▶ Brano di partenza:
┄┄┄┄┄┄┄┄┄┄┄┄┄┄┄┄┄┄┄┄
Alla fine decide di nascondersi là dove gli uomini non l’avrebbero mai cercato: nel loro cuore.
E ’ molto bella questa leggenda perché parla di Dio che dimora in noi.
Ma è proprio quello che noi crediamo come cristiani.
Se è vero che Dio si è fatto carne, vuol dire che in tutti gli uomini c’è qualcosa di divino e che lo si ama non soltanto comunicando con lui nella propria interiorità, ma passando anche attraverso la carne, cioè attraverso l’esistenza di ogni fratello che incontriamo.
Da Dio al prossimo e dal prossimo a Dio: non si passa da un tipo di amore a un altro tipo di amore, ma si rimane sempre all’interno di un’esperienza di amore che è unica e indivisibile.
Perciò non ha alcun senso pensare che, quando in una famiglia marito e moglie si vogliono bene ed esprimono il loro amore verso i figli, abbiano sottratto qualcosa all’amore verso Dio e siano tenuti a risarcirlo con qualche pratica di culto.
Ogni espressione di amore che raggiunge una creatura umana, raggiunge al tempo stesso anche Dio che dimora segretamente in quella creatura.
Si può parlare di Dio anche senza parlare di Dio quando si parla il linguaggio dell’amore.
Ecco dove ci ha portati la domanda posta dallo scriba a Gesù: a capire che amare Dio è il comandamento più grande e che questo comandamento non ci separa dalle situazioni normali del nostro vivere, ma si invera attraverso i gesti di bontà, di pietà, di comprensione, di tenerezza che riusciamo a esprimere nella vita di tutti i giorni.

venerdì 24 ottobre 2008

Festa della dedicazione.


Baruc 3, 24-38
2 Tomoteo 2, 19-22
Giovanni 10, 22-30

Anniversario della chiesa cattedrale.
Anche a costo di apparire dissacrante, devo dire subito che la chiesa di pietra interessa fino a un certo punto, molto meno indubbiamente della chiesa di carne, la chiesa viva, fatta di pietre vive, che è la chiesa della fede.
┄┄┄┄┄┄┄┄┄┄┄┄┄┄┄┄┄┄┄┄
▶ Materiale estratto:
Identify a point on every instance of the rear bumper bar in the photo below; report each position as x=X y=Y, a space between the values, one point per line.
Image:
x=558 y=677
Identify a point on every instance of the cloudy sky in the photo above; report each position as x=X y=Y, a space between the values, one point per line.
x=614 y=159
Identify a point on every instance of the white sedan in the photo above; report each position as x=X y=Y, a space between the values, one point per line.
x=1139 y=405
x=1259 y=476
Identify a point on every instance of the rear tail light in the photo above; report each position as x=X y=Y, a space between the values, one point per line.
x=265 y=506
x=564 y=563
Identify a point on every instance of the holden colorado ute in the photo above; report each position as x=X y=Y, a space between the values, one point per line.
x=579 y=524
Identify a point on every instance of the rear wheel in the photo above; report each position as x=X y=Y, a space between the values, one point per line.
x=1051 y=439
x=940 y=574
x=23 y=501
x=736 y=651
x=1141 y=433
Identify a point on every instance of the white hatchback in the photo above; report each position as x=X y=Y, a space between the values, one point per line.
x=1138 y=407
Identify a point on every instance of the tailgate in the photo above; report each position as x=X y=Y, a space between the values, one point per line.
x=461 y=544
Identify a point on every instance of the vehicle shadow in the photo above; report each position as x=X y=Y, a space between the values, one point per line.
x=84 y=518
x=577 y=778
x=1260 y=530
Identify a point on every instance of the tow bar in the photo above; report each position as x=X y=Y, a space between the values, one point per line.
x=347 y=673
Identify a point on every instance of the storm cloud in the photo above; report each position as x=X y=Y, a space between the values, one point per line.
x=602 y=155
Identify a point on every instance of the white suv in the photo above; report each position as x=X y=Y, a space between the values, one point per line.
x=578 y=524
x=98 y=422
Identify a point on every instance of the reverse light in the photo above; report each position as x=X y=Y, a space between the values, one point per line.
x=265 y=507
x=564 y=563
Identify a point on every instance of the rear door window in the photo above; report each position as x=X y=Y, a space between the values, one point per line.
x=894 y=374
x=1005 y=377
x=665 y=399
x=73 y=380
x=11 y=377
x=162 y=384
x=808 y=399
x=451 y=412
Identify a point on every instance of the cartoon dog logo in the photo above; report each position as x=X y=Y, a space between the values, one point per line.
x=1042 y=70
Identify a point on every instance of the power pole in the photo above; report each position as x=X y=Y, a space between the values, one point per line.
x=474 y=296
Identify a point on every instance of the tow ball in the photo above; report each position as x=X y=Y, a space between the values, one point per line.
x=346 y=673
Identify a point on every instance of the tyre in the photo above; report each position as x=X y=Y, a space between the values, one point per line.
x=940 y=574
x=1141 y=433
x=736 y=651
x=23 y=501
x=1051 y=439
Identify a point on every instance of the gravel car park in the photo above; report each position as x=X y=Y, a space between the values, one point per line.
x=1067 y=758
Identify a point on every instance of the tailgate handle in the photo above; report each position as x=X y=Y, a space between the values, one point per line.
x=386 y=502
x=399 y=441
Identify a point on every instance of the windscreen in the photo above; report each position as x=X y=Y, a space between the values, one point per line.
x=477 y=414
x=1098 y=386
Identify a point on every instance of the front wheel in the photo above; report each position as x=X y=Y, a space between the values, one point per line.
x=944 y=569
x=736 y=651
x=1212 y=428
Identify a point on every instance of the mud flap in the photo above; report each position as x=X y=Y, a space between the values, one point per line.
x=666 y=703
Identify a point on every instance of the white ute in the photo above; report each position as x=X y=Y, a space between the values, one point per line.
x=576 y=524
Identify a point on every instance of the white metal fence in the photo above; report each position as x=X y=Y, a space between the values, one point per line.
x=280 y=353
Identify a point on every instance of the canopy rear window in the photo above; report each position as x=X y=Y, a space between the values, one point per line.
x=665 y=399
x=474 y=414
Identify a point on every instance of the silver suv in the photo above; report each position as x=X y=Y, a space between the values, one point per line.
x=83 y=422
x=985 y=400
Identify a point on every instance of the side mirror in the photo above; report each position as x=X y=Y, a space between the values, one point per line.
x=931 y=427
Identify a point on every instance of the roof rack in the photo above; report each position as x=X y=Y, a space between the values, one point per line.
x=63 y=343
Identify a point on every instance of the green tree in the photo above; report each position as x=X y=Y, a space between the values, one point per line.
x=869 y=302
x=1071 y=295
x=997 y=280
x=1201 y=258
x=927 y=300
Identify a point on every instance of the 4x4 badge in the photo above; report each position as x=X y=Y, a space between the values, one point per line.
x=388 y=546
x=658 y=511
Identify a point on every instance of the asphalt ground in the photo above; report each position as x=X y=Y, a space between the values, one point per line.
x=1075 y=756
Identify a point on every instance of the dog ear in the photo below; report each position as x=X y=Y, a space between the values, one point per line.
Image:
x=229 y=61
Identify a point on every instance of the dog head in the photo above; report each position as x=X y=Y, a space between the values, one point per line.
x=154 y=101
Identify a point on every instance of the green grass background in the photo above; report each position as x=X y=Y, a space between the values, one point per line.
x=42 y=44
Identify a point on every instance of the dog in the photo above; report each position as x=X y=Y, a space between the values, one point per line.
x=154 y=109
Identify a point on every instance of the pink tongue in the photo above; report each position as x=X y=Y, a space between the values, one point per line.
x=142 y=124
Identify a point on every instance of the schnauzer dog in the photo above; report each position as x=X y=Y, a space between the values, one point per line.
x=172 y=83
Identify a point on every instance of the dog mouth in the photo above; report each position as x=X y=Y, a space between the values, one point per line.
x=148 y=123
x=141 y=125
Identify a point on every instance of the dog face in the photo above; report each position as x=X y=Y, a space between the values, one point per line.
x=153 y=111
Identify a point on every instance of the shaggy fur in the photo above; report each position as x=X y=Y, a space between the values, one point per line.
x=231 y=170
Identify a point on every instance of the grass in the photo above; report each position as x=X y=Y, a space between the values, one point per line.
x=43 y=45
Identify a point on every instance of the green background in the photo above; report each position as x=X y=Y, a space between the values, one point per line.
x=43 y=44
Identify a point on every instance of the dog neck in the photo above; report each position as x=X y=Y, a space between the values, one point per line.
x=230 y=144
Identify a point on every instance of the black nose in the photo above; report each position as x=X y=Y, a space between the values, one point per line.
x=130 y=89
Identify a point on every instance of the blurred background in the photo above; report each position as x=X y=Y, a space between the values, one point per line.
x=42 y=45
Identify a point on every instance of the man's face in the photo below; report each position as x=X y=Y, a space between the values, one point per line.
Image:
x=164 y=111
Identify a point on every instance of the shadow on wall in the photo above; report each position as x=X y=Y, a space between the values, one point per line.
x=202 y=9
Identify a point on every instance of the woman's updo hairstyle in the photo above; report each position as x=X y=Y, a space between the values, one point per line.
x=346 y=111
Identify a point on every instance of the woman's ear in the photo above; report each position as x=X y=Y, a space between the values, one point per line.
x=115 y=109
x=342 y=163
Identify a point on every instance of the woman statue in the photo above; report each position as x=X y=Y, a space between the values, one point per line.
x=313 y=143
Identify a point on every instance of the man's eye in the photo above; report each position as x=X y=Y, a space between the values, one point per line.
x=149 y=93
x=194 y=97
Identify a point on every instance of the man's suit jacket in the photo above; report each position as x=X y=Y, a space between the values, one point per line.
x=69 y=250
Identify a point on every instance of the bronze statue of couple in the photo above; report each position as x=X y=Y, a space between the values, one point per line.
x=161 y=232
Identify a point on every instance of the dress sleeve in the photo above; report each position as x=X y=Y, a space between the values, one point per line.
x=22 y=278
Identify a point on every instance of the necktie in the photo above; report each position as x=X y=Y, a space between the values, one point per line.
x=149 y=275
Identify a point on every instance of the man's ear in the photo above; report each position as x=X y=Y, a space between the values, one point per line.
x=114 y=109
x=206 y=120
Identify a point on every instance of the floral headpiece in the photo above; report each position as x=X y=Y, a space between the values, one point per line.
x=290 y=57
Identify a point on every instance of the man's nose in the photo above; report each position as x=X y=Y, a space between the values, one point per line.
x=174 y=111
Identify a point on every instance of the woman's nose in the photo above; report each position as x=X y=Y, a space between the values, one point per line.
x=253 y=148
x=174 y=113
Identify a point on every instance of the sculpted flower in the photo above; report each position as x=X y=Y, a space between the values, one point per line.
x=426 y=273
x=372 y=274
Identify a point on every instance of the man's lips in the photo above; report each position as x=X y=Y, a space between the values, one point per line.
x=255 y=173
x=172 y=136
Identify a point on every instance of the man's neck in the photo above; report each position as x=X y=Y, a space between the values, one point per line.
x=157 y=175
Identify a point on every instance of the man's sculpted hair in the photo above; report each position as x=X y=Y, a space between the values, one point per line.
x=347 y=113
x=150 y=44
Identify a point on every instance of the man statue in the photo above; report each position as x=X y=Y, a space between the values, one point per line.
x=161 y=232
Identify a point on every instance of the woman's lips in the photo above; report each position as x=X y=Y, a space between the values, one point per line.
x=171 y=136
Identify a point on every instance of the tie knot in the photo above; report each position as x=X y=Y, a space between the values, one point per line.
┄┄┄┄┄┄┄┄┄┄┄┄┄┄┄┄┄┄┄┄
▶ Obiettivi:
- a) Nel brano, quali sono i gesti attraverso cui, secondo il testo, si invera il comandamento di amare Dio?
- b) Estrai dal brano la parte che si apre con le parole contenenti "Ma è proprio" e si chiude con "pratica di culto.".

▶ Risposte alle consegne:
- a) Gesti di bontà, di pietà, di comprensione, di tenerezza

- b)
Ma è proprio quello che noi crediamo come cristiani.
Se è vero che Dio si è fatto carne, vuol dire che in tutti gli uomini c’è qualcosa di divino e che lo si ama non soltanto comunicando con lui nella propria interiorità, ma passando anche attraverso la carne, cioè attraverso l’esistenza di ogni fratello che incontriamo.
Da Dio al prossimo e dal prossimo a Dio: non si passa da un tipo di amore a un altro tipo di amore, ma si rimane sempre all’interno di un’esperienza di amore che è unica e indivisibile.
Perciò non ha alcun senso pensare che, quando in una famiglia marito e moglie si vogliono bene ed esprimono il loro amore verso i figli, abbiano sottratto qualcosa all’amore verso Dio e siano tenuti a risarcirlo con qualche pratica di culto.